[Dataset items]
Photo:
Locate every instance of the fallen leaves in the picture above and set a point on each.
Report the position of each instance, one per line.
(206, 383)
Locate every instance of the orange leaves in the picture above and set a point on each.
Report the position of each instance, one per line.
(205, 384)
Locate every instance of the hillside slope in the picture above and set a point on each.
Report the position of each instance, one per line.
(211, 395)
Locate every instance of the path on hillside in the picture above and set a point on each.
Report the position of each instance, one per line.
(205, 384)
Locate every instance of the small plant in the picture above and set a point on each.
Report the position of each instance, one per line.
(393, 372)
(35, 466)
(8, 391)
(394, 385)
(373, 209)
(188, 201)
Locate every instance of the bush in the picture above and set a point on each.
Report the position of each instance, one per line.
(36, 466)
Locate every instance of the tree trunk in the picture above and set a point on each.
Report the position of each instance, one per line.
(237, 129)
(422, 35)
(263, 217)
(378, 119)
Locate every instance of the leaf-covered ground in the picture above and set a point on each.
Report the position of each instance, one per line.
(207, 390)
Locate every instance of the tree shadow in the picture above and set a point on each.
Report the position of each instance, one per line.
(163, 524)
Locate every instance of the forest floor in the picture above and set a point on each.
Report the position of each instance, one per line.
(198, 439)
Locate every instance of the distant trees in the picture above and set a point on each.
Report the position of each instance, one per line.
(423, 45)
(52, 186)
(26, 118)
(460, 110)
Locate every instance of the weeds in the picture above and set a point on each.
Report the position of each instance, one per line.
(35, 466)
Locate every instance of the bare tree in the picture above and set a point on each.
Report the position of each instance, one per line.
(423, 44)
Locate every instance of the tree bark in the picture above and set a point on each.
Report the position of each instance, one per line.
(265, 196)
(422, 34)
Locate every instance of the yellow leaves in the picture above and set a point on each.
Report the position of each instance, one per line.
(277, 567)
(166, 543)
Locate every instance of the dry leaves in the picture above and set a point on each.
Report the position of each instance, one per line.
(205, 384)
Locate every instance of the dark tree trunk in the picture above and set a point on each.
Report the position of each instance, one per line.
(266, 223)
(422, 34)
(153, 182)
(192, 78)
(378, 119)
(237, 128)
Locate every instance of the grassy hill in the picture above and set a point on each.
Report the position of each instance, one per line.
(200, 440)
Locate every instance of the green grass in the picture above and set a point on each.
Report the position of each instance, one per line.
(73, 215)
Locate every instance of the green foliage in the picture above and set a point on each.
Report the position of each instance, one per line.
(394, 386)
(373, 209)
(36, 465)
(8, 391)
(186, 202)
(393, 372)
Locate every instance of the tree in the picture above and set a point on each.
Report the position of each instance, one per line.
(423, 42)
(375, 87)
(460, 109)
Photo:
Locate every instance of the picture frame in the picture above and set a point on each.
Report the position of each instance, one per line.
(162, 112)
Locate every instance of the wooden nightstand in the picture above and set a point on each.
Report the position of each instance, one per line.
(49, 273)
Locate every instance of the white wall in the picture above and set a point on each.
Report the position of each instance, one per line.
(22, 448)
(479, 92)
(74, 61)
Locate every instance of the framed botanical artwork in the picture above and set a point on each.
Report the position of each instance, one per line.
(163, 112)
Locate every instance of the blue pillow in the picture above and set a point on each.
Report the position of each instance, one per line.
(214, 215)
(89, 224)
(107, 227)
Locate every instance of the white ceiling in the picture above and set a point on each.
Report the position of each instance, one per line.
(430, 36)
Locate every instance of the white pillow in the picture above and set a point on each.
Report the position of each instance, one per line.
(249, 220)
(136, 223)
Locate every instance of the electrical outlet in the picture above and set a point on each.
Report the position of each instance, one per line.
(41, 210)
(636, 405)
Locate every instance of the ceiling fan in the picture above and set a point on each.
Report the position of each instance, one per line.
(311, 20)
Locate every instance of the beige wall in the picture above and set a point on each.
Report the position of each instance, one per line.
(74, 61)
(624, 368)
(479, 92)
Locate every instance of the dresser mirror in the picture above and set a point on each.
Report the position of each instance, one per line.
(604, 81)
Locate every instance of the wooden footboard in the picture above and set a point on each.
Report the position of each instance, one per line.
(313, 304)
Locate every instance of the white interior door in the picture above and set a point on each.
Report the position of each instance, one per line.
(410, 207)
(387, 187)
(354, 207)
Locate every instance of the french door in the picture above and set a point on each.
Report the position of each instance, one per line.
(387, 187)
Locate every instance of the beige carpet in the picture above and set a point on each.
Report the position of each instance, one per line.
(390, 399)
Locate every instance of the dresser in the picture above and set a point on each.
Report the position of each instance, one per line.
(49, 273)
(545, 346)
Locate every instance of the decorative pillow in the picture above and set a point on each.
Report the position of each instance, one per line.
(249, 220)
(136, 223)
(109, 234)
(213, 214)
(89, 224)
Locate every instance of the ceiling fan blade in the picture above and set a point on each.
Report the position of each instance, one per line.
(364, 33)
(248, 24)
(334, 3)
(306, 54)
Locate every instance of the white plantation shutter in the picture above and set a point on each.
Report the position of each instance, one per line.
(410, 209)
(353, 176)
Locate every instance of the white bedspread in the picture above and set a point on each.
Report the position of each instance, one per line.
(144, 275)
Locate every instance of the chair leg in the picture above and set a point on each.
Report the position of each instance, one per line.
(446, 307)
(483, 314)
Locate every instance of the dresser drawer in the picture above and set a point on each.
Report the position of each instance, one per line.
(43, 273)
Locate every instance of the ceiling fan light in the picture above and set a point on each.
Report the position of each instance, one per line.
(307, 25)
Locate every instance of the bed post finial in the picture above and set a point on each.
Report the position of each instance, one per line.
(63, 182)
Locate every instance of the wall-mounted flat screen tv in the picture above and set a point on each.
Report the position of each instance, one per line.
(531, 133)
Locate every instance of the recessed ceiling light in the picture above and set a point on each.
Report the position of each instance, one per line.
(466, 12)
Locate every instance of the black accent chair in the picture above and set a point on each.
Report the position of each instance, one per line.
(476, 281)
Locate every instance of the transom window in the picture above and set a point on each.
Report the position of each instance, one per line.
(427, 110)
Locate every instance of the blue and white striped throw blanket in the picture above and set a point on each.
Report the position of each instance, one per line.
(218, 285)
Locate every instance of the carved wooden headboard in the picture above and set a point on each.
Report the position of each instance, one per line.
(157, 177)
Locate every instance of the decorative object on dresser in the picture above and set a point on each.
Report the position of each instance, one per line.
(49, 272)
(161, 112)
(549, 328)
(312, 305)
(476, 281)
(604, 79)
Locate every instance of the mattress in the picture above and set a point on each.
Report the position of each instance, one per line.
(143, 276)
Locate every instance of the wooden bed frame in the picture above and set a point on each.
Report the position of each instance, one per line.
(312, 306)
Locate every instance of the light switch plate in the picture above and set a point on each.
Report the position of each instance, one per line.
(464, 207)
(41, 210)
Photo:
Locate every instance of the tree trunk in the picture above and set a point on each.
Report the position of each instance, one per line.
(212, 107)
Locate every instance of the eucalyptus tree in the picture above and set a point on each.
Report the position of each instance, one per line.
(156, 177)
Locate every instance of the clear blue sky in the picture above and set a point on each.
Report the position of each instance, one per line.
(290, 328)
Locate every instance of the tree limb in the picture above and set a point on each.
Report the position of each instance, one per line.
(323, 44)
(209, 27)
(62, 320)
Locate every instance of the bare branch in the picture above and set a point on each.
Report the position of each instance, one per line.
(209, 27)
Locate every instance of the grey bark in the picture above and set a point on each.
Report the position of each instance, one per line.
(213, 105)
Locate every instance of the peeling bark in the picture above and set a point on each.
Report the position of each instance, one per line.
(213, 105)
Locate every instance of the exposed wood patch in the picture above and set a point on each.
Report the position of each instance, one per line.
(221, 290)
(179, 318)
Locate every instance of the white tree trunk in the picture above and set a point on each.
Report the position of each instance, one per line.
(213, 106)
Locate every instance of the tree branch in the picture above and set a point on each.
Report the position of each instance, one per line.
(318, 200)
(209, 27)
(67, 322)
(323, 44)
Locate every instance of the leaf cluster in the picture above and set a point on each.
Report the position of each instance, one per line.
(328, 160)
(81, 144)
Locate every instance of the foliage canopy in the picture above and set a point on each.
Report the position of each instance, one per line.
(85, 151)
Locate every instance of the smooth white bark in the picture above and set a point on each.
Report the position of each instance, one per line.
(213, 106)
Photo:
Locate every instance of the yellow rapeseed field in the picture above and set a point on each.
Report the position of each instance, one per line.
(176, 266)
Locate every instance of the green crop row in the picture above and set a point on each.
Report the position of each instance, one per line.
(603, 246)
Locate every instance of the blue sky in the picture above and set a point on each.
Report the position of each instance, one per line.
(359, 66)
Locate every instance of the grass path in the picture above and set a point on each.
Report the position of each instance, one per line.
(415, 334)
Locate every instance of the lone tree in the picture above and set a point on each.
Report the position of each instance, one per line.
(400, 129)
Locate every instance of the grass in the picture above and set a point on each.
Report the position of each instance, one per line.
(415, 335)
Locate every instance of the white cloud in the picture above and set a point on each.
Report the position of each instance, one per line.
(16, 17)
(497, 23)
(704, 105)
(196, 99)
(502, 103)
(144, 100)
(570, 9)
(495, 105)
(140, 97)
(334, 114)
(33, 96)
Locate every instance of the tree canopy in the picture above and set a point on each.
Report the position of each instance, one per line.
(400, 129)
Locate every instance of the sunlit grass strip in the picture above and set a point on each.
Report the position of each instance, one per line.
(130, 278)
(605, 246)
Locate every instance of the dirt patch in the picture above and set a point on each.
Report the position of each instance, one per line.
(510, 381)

• **EXERCISE DETAILS**
Tally the lines of the data that contain the string "bare", and report nothing but the tally.

• **FINISHED EXERCISE**
2